• **Instrução**
Repita, palavra por palavra, o trecho do artigo sobre Putin que vai de "Quase ninguém acreditou" até "ele, ser fraco.", incluindo essas palavras.

• **Trecho extraído**

O Globo
O mundo ficou assombrado ao finalmente
perceber, à frente de uma potência nuclear, um criminoso operando dentro de um
chefe de Estado. Em Putin, a teimosa e sinistra obsessão megalomaníaca de
restaurar a “Grande Rússia” — sob pretexto de garantir a defesa de uma
soberania nem sequer ameaçada — provoca outra guerra cruel. Desafiando os
limites da razão, ele não mostra capacidade de admitir erros ou fazer
autocrítica. Ditador em seu país, quer tirar de seus vizinhos o direito às
próprias escolhas, em nome de uma delirante e paranoica geopolítica enterrada
no século passado. Nem parece real, e sim um filme de terror. A perplexidade
diante desse anacronismo histórico é tal, que muitos supõem que ele ficou
louco.
O diagnóstico é controverso. A começar pelo simples fato de que é impossível saber a verdade a respeito da mente de um mentiroso. Há apenas uma certeza sobre seu tipo: ele é, desde a juventude, um delinquente, um perigoso mau-caráter. Um sádico que fez carreira na KGB. Convém-lhe agora, porém, o oportuno rótulo de maluco. Infunde mais temor às suas ameaças e produz uma assimetria moral com o Ocidente. Com o dedo no gatilho nuclear, negando friamente os riscos de ser retaliado, paralisa militarmente os aliados da Ucrânia e os mantém como reféns de sua chantagem atômica. Lembra algum terrorista fanático?
Quase ninguém acreditou — exceto o serviço
secreto americano — que ele realmente passaria ao ato (acting-out), invadiria e
torpedearia o país vizinho. Na psicanálise, diz-se que alguém faz um acting-out (um surto psicótico
é um exemplo extremo) quando executa uma ação cuja origem é um estado mental
que poderia ter sido contido, pensado e modificado, em vez de causar danos
fora. Mas Putin é daquelas pessoas para quem a ordem interior é para não recuar
na compulsão para a maldade contra quem vê como inimigos. Só se sentirá culpado
se fizer o contrário. Não ser implacável é, para ele, ser fraco.

(Itens armazenados)
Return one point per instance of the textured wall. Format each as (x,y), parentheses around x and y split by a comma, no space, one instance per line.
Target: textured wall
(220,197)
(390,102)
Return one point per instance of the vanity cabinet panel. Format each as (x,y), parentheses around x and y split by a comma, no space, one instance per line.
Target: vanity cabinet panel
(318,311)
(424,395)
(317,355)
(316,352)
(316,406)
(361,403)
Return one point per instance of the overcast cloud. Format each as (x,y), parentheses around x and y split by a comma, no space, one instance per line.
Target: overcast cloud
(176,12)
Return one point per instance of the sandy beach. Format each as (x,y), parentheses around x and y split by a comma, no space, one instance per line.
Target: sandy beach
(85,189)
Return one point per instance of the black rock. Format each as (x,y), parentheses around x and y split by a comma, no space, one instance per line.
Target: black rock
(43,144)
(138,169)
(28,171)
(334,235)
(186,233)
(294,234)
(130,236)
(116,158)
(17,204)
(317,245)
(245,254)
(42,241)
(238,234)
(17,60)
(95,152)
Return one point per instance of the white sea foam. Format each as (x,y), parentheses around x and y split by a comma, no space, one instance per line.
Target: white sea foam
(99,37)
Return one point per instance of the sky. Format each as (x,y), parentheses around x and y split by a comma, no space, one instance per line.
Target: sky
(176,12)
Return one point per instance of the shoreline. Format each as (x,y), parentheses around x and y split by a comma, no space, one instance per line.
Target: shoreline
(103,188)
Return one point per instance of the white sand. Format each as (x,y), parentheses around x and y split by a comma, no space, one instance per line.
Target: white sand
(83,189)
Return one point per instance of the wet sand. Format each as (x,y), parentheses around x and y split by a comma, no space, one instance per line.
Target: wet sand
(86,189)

• **Resultado da tarefa**
Quase ninguém acreditou — exceto o serviço
secreto americano — que ele realmente passaria ao ato (acting-out), invadiria e
torpedearia o país vizinho. Na psicanálise, diz-se que alguém faz um acting-out (um surto psicótico
é um exemplo extremo) quando executa uma ação cuja origem é um estado mental
que poderia ter sido contido, pensado e modificado, em vez de causar danos
fora. Mas Putin é daquelas pessoas para quem a ordem interior é para não recuar
na compulsão para a maldade contra quem vê como inimigos. Só se sentirá culpado
se fizer o contrário. Não ser implacável é, para ele, ser fraco.